(DATA SUPPLIED):
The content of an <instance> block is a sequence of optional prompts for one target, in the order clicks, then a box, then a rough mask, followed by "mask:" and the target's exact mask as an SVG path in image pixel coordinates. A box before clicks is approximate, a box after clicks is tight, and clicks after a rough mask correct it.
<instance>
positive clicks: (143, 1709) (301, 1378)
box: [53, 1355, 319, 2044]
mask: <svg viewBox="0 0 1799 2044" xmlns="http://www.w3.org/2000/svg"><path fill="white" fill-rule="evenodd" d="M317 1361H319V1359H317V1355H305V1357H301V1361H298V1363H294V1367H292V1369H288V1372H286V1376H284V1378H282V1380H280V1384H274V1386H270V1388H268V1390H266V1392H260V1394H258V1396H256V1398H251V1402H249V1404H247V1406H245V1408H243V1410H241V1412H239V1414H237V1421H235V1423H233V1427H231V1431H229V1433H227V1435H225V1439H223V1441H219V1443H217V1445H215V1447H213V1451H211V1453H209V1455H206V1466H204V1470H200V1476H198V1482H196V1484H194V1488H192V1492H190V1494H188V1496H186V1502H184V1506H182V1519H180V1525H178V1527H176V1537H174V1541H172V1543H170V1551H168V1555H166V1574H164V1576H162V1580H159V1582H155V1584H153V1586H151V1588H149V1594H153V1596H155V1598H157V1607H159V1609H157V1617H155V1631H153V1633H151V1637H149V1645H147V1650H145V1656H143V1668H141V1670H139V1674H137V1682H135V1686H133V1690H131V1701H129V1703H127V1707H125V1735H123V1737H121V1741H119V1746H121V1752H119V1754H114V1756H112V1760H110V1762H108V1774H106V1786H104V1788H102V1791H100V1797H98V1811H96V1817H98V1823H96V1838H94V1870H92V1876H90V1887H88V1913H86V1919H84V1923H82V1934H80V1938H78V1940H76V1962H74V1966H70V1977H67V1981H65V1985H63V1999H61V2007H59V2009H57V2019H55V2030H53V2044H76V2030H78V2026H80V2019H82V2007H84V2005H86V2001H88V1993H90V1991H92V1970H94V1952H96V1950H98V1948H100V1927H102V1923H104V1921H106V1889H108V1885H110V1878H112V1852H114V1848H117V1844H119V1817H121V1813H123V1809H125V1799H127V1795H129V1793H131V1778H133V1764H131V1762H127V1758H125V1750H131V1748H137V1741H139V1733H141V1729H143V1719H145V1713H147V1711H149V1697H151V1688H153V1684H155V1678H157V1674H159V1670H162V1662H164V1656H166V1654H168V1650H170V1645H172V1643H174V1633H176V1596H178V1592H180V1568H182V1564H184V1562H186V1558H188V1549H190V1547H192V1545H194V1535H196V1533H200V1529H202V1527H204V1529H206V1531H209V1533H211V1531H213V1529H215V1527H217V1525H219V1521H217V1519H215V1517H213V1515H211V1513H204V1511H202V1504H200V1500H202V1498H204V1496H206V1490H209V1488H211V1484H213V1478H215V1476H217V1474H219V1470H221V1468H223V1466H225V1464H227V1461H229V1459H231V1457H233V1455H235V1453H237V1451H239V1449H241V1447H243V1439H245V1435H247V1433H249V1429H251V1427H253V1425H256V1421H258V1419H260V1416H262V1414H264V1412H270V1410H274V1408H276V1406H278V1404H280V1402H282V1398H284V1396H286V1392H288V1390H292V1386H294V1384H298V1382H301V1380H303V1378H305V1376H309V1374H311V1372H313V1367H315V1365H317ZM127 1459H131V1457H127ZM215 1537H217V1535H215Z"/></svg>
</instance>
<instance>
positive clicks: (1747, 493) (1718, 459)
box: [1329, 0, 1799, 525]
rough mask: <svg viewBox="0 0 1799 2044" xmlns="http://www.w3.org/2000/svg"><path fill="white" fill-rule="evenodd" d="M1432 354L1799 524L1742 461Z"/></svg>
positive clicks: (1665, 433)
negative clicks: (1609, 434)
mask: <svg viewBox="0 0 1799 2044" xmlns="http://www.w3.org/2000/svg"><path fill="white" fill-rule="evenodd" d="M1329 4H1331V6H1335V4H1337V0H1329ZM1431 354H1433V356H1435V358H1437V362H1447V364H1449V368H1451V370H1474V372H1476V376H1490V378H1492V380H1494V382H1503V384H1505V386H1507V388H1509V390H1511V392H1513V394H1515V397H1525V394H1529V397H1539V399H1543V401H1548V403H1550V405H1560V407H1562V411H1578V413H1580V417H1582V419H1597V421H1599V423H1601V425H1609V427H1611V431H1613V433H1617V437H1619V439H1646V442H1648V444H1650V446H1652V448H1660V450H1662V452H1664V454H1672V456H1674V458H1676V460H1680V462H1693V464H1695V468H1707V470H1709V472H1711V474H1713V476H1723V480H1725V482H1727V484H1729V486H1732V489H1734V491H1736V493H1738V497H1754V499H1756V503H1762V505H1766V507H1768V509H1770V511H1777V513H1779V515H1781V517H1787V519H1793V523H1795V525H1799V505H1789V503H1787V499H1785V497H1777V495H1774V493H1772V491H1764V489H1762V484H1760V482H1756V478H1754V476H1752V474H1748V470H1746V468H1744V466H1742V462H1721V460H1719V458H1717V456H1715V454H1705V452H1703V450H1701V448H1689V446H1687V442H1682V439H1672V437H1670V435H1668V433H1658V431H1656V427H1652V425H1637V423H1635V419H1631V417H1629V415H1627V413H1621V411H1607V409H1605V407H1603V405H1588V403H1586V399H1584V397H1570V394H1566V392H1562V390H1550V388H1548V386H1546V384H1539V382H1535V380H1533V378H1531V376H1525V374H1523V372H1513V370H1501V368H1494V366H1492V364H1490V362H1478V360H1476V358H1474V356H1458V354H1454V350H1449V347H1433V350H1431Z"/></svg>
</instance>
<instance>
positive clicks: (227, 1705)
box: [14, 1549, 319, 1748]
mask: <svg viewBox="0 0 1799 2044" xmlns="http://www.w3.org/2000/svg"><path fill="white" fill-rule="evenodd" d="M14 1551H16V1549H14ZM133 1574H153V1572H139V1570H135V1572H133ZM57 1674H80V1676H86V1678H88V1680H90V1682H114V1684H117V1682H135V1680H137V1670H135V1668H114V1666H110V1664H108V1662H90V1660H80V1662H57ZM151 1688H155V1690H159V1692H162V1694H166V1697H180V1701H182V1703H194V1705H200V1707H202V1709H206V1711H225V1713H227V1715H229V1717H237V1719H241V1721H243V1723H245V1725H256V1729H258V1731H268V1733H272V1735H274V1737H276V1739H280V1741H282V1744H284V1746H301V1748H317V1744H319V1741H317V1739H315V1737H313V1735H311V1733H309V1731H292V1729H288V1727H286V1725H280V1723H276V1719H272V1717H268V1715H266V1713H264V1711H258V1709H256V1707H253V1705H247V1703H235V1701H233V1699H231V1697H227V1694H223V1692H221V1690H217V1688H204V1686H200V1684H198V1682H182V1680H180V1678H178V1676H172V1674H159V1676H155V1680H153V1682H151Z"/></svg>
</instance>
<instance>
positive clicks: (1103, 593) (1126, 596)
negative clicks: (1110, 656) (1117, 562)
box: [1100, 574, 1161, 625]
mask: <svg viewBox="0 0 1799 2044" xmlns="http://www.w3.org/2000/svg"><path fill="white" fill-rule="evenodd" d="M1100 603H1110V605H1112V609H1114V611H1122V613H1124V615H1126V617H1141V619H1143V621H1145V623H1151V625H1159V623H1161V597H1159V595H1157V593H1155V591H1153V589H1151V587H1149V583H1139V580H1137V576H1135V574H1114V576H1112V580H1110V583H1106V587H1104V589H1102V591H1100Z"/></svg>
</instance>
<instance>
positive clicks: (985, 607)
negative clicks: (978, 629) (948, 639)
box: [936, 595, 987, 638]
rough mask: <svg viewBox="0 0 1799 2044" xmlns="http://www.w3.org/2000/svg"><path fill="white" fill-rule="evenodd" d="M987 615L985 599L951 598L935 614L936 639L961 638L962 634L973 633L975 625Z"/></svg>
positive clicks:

(EXERCISE OBJECTIVE): From the listing above, copy every line that holds the string "positive".

(RESULT FOR THIS EXERCISE):
positive clicks: (143, 1709) (301, 1378)
positive clicks: (1747, 493) (1718, 459)
positive clicks: (1665, 433)
positive clicks: (227, 1705)
positive clicks: (1103, 593) (1126, 596)
positive clicks: (985, 607)
positive clicks:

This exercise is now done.